# START OF DATASET ENTRIES
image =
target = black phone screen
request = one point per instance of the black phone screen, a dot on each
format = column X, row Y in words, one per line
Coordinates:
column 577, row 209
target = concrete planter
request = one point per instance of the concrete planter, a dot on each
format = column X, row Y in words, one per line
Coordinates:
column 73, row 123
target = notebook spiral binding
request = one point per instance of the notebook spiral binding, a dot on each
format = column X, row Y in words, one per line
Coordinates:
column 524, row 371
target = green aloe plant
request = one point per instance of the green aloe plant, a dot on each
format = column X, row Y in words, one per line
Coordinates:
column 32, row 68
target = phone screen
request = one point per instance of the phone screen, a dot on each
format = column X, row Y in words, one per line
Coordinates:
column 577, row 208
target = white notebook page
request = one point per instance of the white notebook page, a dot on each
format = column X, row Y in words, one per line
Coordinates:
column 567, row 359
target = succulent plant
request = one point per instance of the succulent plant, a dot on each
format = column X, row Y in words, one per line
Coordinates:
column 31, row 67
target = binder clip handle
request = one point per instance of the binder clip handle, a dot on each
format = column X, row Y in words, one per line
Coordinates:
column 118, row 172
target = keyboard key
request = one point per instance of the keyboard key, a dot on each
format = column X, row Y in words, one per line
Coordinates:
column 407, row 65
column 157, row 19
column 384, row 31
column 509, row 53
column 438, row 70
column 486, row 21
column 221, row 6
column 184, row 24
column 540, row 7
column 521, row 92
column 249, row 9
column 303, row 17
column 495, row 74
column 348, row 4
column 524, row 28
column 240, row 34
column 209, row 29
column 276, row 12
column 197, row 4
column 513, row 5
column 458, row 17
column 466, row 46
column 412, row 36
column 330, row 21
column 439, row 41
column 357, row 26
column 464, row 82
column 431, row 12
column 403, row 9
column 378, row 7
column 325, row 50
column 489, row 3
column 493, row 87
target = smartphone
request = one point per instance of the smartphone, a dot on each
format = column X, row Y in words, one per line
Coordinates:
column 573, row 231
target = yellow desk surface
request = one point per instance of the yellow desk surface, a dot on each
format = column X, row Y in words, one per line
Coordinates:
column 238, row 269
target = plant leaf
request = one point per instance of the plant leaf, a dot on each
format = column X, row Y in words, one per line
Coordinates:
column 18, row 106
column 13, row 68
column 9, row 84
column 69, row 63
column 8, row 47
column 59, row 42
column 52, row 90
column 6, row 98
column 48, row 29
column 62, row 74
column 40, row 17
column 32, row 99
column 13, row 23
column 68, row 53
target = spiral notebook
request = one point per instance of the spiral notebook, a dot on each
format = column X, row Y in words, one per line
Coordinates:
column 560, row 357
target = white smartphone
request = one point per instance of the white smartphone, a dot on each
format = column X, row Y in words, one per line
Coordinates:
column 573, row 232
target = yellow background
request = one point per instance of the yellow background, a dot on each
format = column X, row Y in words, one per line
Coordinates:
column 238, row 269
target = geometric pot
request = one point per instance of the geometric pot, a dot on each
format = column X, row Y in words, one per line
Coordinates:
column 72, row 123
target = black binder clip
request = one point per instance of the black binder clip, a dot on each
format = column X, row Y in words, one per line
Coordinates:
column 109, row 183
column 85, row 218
# END OF DATASET ENTRIES
▶ _YOUR OBJECTIVE_: Copy all of the items above line for line, without changing a single character.

▶ _TASK RESULT_:
image =
target = black phone screen
request = one point per instance of the black phone screen, a dot on each
format = column X, row Y in words, one per line
Coordinates:
column 577, row 209
target = concrete planter
request = one point per instance of the concrete planter, a dot on each
format = column X, row Y in words, one per line
Coordinates:
column 73, row 123
target = notebook spiral binding
request = one point per instance of the notebook spiral binding, a dot on each
format = column X, row Y in words, one per line
Coordinates:
column 524, row 371
target = green aloe plant
request = one point per instance of the green aloe plant, a dot on each
format = column X, row Y in words, one per line
Coordinates:
column 32, row 68
target = phone screen
request = one point per instance of the phone screen, a dot on each
format = column X, row Y in words, one per line
Coordinates:
column 577, row 208
target = white notebook page
request = one point per instance of the white notebook page, a dot on each
format = column X, row Y in words, one per line
Coordinates:
column 567, row 359
target = succulent plant
request = one point per instance of the succulent plant, a dot on each
format = column X, row Y in words, one per line
Coordinates:
column 31, row 67
target = binder clip handle
request = one point per instance of the binder clip handle, a dot on each
format = column X, row Y in words, one per line
Coordinates:
column 118, row 172
target = keyboard key
request = one point per instance of the keyboard key, a dot on each
format = column X, row Y in words, one per line
Coordinates:
column 407, row 65
column 157, row 19
column 384, row 31
column 509, row 53
column 438, row 70
column 486, row 21
column 221, row 6
column 184, row 24
column 540, row 7
column 521, row 92
column 249, row 9
column 303, row 17
column 495, row 74
column 348, row 4
column 524, row 28
column 240, row 34
column 209, row 29
column 276, row 12
column 197, row 4
column 513, row 5
column 458, row 17
column 466, row 46
column 412, row 36
column 330, row 21
column 439, row 41
column 357, row 26
column 464, row 82
column 431, row 12
column 403, row 9
column 378, row 7
column 325, row 50
column 489, row 3
column 493, row 87
target = smartphone
request = one point per instance of the smartphone, a dot on each
format = column X, row Y in words, one per line
Coordinates:
column 573, row 231
target = yellow desk surface
request = one point per instance of the yellow desk surface, a dot on each
format = column X, row Y in words, one per line
Coordinates:
column 238, row 269
target = plant leaf
request = one point per instance of the plant leaf, a dot on each
format = column X, row Y in words, one per line
Coordinates:
column 18, row 106
column 13, row 68
column 9, row 84
column 69, row 63
column 8, row 47
column 59, row 42
column 52, row 90
column 6, row 98
column 48, row 29
column 62, row 74
column 40, row 17
column 32, row 99
column 13, row 23
column 68, row 53
target = spiral notebook
request = one point per instance of the spiral notebook, a dot on each
format = column X, row Y in words, one per line
Coordinates:
column 560, row 357
target = white smartphone
request = one point per instance of the white smartphone, a dot on each
format = column X, row Y in words, one per line
Coordinates:
column 573, row 232
target = yellow background
request = one point per instance of the yellow background, a dot on each
format = column X, row Y in words, one per line
Coordinates:
column 238, row 269
target = geometric pot
request = one point per instance of the geometric pot, a dot on each
format = column X, row Y in words, one per line
Coordinates:
column 72, row 123
target = black binder clip
request = one point per instance of the black binder clip, a dot on each
format = column X, row Y in words, one per line
Coordinates:
column 109, row 183
column 85, row 218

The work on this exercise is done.